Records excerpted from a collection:
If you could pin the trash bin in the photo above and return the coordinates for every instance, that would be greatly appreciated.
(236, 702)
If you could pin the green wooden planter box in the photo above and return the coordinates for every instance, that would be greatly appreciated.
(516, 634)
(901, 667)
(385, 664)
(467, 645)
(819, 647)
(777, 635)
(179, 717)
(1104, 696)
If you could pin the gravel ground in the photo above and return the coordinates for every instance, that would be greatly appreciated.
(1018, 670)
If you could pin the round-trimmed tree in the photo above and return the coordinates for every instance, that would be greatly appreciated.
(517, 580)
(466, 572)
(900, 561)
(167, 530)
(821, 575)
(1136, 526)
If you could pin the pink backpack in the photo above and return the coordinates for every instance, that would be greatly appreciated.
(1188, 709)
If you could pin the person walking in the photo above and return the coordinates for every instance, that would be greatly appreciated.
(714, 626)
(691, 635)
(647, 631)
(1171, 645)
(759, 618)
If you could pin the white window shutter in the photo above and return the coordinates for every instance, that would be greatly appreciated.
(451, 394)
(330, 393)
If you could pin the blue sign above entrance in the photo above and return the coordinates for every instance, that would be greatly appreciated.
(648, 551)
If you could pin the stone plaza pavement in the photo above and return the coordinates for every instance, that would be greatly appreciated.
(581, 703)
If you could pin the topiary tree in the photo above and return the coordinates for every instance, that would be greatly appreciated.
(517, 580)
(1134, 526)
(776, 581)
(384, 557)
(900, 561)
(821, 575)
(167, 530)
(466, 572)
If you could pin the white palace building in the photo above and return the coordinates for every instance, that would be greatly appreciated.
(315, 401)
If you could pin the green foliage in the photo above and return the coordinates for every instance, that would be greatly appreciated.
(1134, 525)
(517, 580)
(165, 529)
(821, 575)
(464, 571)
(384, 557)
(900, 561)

SHORT PROBLEM
Copy all of the data above word for word, keeping every line in its original order.

SOLVED PROBLEM
If you could pin the trash bin in the photo above and return the coordinates for every instance, that would be greatly appreciated.
(236, 702)
If you could pin the green wooden planter box in the photo above and return the coordinates for every instance, that would be greatly appreciated.
(516, 634)
(901, 667)
(385, 664)
(467, 645)
(819, 647)
(777, 635)
(179, 717)
(1104, 696)
If you could pin the gravel ground in the photo above and return the coordinates for every instance, that would be greatly appreciated.
(1018, 670)
If you could pin the round-trimmed tree in the photo above and return the coordinates for every instance, that would be greatly appreciated.
(517, 580)
(466, 572)
(900, 561)
(167, 530)
(821, 575)
(1136, 526)
If you could pin the pink backpack in the photo above and return the coordinates for every instance, that would be greatly appreciated.
(1188, 709)
If you could pin the person walking in the photo above and return the coordinates for every instance, that would be greatly appreciated.
(714, 626)
(691, 635)
(647, 631)
(1171, 645)
(759, 618)
If you could pin the white window shutter in the photo above and return the coordinates for every instance, that would be greatly appreciated.
(451, 394)
(330, 393)
If you could pin the blue sign above entrance in the photo above and return the coordinates for every instance, that would be greatly appreciated.
(648, 551)
If you could pin the stone plaza pavement in the photo above and return the coordinates for every instance, that would be greatly appreciated.
(581, 703)
If you could pin the topiary tree in the photo above and return the coordinates for every instance, that would be greatly appreciated.
(517, 580)
(1134, 526)
(776, 581)
(384, 557)
(900, 561)
(821, 575)
(167, 530)
(466, 572)
If you could pin the white palace building in the photo above and return the coordinates for every instance, that would be greatly appreciated.
(315, 401)
If you could pin the green foliage in the photo above and return the coordinates for every instance, that would be greatly appreciated.
(1134, 525)
(517, 580)
(165, 529)
(821, 575)
(464, 571)
(384, 557)
(900, 561)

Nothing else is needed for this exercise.